----- KUTIPAN TEKS
Pemerintah tidak mendorong untuk mendukung petani dalam menangkarkan benih secara mandiri. Sebaliknya, pemerintah justru mengkebiri kreatifitas petani dan seringkali dikriminalkan dengan tuduhan sertifikasi illegal dan pencurian benih. Bahkan pemerintah justru membuka program investasi di bidang benih yang lebih luas. Di Indonesia ada beberapa perusahaan pengelola benih diantaranya: PT Shang Hyang SRI, PERTANI, PT. Syngenta Indonesia, PT. Bayer Indonesia, PT. BISI Internasional, Charoen Pokhpand, PT. Dupont Indonesia (Pioneer), PT. Biogene Plantation, PT. Tanindo Intertraco, PT. Sumber Alam Sutera, dan Monagro (anak perusahaan Monsanto).

Tabel 3. Penguasaan Perusahaan Benih di Indonesia

No.

Nama varietas baru

Nama perusahaan

1

Sembada B-9,

PT. Biogene Plantation

2

Sembada B-3

PT. Biogene Plantation

3

PP-1

PT. Dupont Indonesia

4

Maro

PT. Dupont Indonesia

5

Intani-2

PT. Tanindo Intertraco

6

Rokan

PT. Sumber Alam Sutera

7

Bernas Prima

PT. Sumber Alam Sutera

8

Bernas Super

PT. Sumber Alam Sutera

9

MW-1 SHS

PT. Sang Hyang Seri (SHS)

10

DG-1 SHS

PT. Sang Hyang Seri (SHS)
----------
DAFTAR TUGAS
- 1) Dalam teks tentang perusahaan benih di Indonesia, Monagro disebut sebagai anak perusahaan dari perusahaan apa?
- 2) Tuliskan ulang bagian teks tentang perusahaan benih di Indonesia yang diawali dengan kata-kata "Pemerintah tidak mendorong" dan diakhiri dengan "(anak perusahaan Monsanto).".
Kerjakan hanya berdasarkan teks di atas.
----- DATA LATIHAN
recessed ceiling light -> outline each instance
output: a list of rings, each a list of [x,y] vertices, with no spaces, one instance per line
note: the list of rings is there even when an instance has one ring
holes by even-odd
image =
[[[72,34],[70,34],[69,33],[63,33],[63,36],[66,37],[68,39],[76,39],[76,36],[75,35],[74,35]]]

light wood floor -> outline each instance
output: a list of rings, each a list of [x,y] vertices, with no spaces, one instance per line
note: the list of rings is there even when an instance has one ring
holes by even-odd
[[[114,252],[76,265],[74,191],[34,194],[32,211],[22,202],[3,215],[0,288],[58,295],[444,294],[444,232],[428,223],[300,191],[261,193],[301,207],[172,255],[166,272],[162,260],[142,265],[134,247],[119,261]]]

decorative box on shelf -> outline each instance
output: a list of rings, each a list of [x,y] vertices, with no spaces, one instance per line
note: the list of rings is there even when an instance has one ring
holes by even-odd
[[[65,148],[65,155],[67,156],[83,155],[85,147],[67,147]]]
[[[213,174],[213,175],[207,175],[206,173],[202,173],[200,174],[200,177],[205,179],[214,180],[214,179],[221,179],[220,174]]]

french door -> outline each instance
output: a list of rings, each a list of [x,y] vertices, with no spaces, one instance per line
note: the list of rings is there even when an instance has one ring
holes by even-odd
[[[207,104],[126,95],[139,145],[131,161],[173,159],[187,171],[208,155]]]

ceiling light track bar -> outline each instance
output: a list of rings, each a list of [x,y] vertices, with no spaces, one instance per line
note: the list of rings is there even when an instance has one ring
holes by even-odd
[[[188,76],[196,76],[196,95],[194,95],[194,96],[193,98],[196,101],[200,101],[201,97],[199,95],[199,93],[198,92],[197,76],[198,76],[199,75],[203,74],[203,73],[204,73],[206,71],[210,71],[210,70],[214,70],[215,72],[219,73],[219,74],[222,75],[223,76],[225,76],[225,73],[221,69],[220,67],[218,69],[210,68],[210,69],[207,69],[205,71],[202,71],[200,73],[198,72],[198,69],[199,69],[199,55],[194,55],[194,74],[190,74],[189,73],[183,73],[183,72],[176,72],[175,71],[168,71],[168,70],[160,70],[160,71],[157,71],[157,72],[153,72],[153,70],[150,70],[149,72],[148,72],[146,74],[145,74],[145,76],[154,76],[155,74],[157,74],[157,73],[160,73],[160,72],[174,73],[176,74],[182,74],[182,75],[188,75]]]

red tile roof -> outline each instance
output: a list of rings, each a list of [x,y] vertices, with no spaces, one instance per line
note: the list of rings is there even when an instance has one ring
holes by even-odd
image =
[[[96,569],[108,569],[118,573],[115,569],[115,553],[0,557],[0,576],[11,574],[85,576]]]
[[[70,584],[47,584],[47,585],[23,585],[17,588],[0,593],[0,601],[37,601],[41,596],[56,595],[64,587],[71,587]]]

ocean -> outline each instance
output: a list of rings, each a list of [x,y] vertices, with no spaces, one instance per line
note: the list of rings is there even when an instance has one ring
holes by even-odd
----------
JAWABAN TERTULIS
- 1) Monsanto.

- 2)
Pemerintah tidak mendorong untuk mendukung petani dalam menangkarkan benih secara mandiri. Sebaliknya, pemerintah justru mengkebiri kreatifitas petani dan seringkali dikriminalkan dengan tuduhan sertifikasi illegal dan pencurian benih. Bahkan pemerintah justru membuka program investasi di bidang benih yang lebih luas. Di Indonesia ada beberapa perusahaan pengelola benih diantaranya: PT Shang Hyang SRI, PERTANI, PT. Syngenta Indonesia, PT. Bayer Indonesia, PT. BISI Internasional, Charoen Pokhpand, PT. Dupont Indonesia (Pioneer), PT. Biogene Plantation, PT. Tanindo Intertraco, PT. Sumber Alam Sutera, dan Monagro (anak perusahaan Monsanto).